** Start Records provided **
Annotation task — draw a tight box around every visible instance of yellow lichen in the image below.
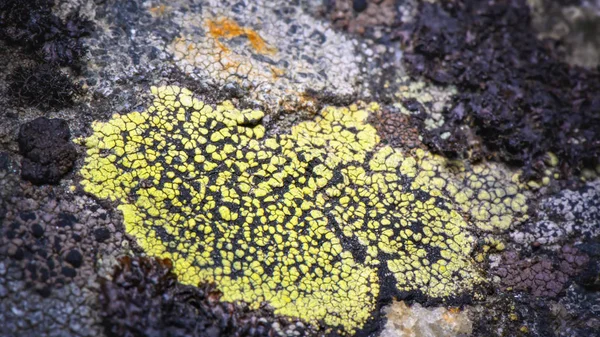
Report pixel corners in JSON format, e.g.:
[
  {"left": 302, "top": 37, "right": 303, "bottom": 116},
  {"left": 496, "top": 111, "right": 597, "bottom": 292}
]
[{"left": 80, "top": 86, "right": 526, "bottom": 332}]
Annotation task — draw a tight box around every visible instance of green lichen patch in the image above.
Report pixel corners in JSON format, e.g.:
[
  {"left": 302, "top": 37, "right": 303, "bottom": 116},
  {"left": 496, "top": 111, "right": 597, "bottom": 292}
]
[{"left": 80, "top": 86, "right": 527, "bottom": 333}]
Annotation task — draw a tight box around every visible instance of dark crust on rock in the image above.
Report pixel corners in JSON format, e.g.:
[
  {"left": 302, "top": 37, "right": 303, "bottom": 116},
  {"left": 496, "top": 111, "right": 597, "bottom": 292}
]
[
  {"left": 99, "top": 257, "right": 314, "bottom": 337},
  {"left": 18, "top": 117, "right": 77, "bottom": 184},
  {"left": 0, "top": 0, "right": 91, "bottom": 67},
  {"left": 403, "top": 0, "right": 600, "bottom": 176},
  {"left": 491, "top": 246, "right": 589, "bottom": 297},
  {"left": 8, "top": 64, "right": 81, "bottom": 109}
]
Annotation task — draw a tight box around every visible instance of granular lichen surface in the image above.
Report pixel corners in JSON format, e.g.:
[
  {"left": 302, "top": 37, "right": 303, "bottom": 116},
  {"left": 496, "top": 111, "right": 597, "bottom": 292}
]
[{"left": 80, "top": 86, "right": 527, "bottom": 332}]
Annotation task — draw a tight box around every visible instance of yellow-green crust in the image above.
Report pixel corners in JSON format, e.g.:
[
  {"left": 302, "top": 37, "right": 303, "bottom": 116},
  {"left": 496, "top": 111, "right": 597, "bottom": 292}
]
[{"left": 80, "top": 86, "right": 526, "bottom": 332}]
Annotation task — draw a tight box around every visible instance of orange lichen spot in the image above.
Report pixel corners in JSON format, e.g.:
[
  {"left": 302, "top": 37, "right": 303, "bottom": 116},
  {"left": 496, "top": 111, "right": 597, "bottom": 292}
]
[{"left": 206, "top": 18, "right": 277, "bottom": 54}]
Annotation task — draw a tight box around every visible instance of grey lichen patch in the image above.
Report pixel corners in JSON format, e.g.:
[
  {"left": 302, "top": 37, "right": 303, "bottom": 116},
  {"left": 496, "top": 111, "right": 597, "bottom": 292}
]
[
  {"left": 0, "top": 156, "right": 127, "bottom": 336},
  {"left": 510, "top": 180, "right": 600, "bottom": 248},
  {"left": 166, "top": 0, "right": 360, "bottom": 113},
  {"left": 527, "top": 0, "right": 600, "bottom": 68},
  {"left": 394, "top": 76, "right": 456, "bottom": 130}
]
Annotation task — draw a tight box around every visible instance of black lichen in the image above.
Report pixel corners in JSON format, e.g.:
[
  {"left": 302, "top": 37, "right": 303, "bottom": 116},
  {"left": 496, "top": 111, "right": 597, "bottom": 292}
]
[
  {"left": 0, "top": 0, "right": 92, "bottom": 68},
  {"left": 8, "top": 64, "right": 81, "bottom": 109},
  {"left": 18, "top": 117, "right": 77, "bottom": 184},
  {"left": 403, "top": 0, "right": 600, "bottom": 174},
  {"left": 99, "top": 257, "right": 303, "bottom": 337}
]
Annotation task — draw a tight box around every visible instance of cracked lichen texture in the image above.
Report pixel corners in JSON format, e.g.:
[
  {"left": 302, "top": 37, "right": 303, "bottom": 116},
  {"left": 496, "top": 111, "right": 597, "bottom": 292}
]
[
  {"left": 167, "top": 0, "right": 360, "bottom": 108},
  {"left": 80, "top": 86, "right": 526, "bottom": 332}
]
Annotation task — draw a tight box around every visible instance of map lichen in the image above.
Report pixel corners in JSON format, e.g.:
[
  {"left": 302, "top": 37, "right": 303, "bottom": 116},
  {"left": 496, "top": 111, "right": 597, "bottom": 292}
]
[{"left": 80, "top": 86, "right": 527, "bottom": 333}]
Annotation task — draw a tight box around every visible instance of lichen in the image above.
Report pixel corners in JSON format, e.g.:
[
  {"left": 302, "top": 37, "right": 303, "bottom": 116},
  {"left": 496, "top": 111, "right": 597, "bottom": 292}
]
[{"left": 80, "top": 86, "right": 527, "bottom": 333}]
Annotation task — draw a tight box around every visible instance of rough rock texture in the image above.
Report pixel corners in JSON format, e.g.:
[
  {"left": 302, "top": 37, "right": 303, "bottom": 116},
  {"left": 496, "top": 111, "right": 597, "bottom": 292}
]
[
  {"left": 0, "top": 0, "right": 91, "bottom": 67},
  {"left": 510, "top": 180, "right": 600, "bottom": 247},
  {"left": 527, "top": 0, "right": 600, "bottom": 68},
  {"left": 405, "top": 0, "right": 600, "bottom": 174},
  {"left": 380, "top": 302, "right": 473, "bottom": 337},
  {"left": 99, "top": 257, "right": 305, "bottom": 337},
  {"left": 0, "top": 153, "right": 128, "bottom": 337},
  {"left": 8, "top": 64, "right": 80, "bottom": 109},
  {"left": 0, "top": 0, "right": 600, "bottom": 337},
  {"left": 19, "top": 117, "right": 77, "bottom": 184},
  {"left": 490, "top": 246, "right": 589, "bottom": 297}
]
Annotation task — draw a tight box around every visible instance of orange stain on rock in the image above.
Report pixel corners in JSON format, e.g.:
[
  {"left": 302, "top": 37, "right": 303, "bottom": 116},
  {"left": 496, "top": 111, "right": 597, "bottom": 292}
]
[{"left": 206, "top": 18, "right": 277, "bottom": 54}]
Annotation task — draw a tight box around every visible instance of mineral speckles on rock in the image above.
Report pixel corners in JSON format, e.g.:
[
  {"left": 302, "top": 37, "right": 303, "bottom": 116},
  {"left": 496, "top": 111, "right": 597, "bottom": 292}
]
[
  {"left": 168, "top": 1, "right": 359, "bottom": 108},
  {"left": 510, "top": 180, "right": 600, "bottom": 247},
  {"left": 0, "top": 158, "right": 123, "bottom": 337},
  {"left": 79, "top": 86, "right": 527, "bottom": 333},
  {"left": 380, "top": 302, "right": 473, "bottom": 337}
]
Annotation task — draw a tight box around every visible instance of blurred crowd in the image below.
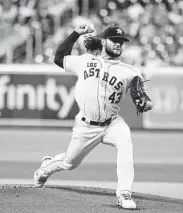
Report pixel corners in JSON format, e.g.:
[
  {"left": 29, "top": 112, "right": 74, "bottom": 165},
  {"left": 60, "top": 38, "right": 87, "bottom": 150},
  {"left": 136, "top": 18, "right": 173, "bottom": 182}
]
[{"left": 0, "top": 0, "right": 183, "bottom": 67}]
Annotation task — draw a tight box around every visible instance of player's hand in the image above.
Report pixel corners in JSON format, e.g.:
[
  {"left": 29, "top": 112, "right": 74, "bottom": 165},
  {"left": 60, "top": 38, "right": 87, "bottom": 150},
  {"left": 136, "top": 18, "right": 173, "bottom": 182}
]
[
  {"left": 74, "top": 24, "right": 94, "bottom": 35},
  {"left": 144, "top": 100, "right": 153, "bottom": 112}
]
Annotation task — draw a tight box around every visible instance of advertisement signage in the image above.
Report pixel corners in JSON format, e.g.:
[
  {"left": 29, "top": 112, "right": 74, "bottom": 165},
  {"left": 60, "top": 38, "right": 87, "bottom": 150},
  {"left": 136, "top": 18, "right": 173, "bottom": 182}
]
[
  {"left": 0, "top": 65, "right": 78, "bottom": 126},
  {"left": 0, "top": 65, "right": 142, "bottom": 128},
  {"left": 143, "top": 68, "right": 183, "bottom": 129}
]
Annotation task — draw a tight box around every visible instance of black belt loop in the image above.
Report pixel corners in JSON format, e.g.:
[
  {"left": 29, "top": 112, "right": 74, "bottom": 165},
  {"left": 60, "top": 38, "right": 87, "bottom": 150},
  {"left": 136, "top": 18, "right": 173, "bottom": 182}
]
[{"left": 81, "top": 117, "right": 112, "bottom": 126}]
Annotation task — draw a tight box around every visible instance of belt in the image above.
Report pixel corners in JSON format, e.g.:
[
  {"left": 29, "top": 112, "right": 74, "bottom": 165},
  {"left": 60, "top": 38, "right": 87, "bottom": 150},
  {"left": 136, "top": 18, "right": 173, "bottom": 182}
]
[{"left": 81, "top": 117, "right": 112, "bottom": 126}]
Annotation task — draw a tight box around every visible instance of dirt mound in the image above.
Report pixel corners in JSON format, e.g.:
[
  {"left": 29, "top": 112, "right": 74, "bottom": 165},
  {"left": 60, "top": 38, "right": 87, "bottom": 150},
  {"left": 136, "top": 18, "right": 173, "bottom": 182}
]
[{"left": 0, "top": 185, "right": 183, "bottom": 213}]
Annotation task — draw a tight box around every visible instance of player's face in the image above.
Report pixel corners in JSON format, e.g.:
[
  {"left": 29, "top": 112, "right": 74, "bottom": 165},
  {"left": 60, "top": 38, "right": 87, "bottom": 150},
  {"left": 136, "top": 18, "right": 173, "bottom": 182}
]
[{"left": 105, "top": 38, "right": 124, "bottom": 57}]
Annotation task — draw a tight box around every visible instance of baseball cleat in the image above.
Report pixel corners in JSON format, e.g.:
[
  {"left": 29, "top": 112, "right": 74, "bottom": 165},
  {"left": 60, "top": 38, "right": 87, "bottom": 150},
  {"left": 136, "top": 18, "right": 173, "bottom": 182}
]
[
  {"left": 34, "top": 156, "right": 53, "bottom": 188},
  {"left": 117, "top": 192, "right": 137, "bottom": 210}
]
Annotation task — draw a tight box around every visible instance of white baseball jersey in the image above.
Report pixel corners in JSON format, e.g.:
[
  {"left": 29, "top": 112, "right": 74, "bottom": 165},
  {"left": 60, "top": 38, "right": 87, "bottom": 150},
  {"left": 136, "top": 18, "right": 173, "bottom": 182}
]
[{"left": 64, "top": 53, "right": 142, "bottom": 122}]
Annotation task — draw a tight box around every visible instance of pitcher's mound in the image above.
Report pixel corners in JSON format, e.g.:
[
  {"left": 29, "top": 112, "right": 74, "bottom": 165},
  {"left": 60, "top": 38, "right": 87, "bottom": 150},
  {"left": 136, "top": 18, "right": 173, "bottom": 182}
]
[{"left": 0, "top": 185, "right": 183, "bottom": 213}]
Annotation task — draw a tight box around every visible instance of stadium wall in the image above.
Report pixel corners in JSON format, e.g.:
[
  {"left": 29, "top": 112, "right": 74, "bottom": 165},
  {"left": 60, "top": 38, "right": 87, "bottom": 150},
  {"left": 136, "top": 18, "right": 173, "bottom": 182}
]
[{"left": 0, "top": 64, "right": 183, "bottom": 129}]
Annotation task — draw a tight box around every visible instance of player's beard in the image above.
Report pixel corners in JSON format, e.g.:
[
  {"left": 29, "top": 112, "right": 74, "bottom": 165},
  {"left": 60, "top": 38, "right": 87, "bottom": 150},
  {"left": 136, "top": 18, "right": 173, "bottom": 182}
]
[{"left": 105, "top": 46, "right": 122, "bottom": 58}]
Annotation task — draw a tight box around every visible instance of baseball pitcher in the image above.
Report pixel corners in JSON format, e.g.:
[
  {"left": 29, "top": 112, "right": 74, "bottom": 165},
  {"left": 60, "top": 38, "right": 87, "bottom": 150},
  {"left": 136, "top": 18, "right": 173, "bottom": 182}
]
[{"left": 34, "top": 25, "right": 152, "bottom": 209}]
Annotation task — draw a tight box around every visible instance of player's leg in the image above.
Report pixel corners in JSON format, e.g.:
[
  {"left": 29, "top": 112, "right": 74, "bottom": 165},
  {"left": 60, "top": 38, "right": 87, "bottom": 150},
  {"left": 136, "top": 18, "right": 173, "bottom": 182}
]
[
  {"left": 102, "top": 116, "right": 136, "bottom": 209},
  {"left": 34, "top": 119, "right": 102, "bottom": 187}
]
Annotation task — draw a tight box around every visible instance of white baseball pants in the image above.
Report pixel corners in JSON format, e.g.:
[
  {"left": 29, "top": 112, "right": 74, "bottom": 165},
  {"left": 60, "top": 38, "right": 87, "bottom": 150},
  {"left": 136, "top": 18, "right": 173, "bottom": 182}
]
** End Records provided **
- Set task -
Copy out, word for word, the lines from the one containing "pants in the image above." through the end of the records, both ends included.

- Exercise result -
Annotation task — draw a tight box around every visible instance of white baseball pants in the image above.
Report pixel corners in JSON format, e.g.:
[
  {"left": 29, "top": 112, "right": 74, "bottom": 165},
  {"left": 60, "top": 38, "right": 87, "bottom": 150},
  {"left": 136, "top": 18, "right": 173, "bottom": 182}
]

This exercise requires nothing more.